> Task objective
Please rewrite the lines of the listing from the one holding "Could you locate the t-shirt" through the end of the listing, inclusive, and give only those lines, requests included. Rescale every point coordinate in the answers by 1.9, rounding to whole numbers with halves going up, and leave the numbers in the requests and their format samples unchanged.

Location annotation dataset excerpts:
■ ■ ■ ■ ■
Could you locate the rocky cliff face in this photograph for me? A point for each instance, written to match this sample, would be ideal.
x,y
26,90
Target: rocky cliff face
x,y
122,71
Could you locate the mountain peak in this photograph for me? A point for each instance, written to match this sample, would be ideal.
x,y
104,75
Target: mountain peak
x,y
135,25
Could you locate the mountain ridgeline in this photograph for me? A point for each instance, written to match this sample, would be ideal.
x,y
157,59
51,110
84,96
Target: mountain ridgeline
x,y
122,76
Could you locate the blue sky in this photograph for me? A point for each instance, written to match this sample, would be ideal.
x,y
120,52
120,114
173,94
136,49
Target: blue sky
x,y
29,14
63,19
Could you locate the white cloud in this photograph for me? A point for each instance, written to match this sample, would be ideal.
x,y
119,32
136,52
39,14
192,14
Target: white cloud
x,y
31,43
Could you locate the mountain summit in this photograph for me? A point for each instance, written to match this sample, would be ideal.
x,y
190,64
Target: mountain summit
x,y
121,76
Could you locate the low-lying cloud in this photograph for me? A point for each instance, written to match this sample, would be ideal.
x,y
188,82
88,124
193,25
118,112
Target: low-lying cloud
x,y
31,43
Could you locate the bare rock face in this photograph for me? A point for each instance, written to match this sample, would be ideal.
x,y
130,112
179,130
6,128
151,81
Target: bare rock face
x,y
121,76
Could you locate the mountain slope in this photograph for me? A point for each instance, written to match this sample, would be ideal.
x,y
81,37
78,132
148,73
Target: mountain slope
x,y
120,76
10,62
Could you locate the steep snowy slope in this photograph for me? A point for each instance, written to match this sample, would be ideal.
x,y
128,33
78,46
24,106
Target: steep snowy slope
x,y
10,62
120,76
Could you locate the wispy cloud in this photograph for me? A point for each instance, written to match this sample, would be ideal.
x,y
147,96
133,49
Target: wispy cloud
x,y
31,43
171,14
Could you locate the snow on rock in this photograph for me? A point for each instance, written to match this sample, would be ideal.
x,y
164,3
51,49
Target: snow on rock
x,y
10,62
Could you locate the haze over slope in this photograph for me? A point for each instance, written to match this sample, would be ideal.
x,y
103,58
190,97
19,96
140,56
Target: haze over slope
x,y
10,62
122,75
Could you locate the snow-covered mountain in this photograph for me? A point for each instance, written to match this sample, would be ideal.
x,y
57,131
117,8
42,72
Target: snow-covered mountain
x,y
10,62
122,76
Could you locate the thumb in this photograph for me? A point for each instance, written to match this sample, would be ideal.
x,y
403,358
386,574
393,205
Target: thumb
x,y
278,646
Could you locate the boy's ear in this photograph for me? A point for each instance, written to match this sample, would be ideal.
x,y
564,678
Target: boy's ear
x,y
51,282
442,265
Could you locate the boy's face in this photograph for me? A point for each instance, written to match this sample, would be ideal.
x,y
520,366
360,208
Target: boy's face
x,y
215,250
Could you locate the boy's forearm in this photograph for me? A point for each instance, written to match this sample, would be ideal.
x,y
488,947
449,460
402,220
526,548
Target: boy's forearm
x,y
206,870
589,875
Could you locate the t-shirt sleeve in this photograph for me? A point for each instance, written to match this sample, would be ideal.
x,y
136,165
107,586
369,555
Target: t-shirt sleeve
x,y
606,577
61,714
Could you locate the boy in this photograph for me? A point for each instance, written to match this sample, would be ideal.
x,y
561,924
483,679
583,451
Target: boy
■ ■ ■ ■ ■
> Worked solution
Could you locate the t-shirt sleeve in this photograph for me? A point for each instance, written to match this sample, would be ideal.
x,y
136,165
107,586
369,555
Target: t-shirt sleeve
x,y
1151,1096
116,1357
Could you locate the boy in this photograph for me? A point for each instance, written to match this sample, would be ideal.
x,y
561,924
483,679
583,451
Target: boy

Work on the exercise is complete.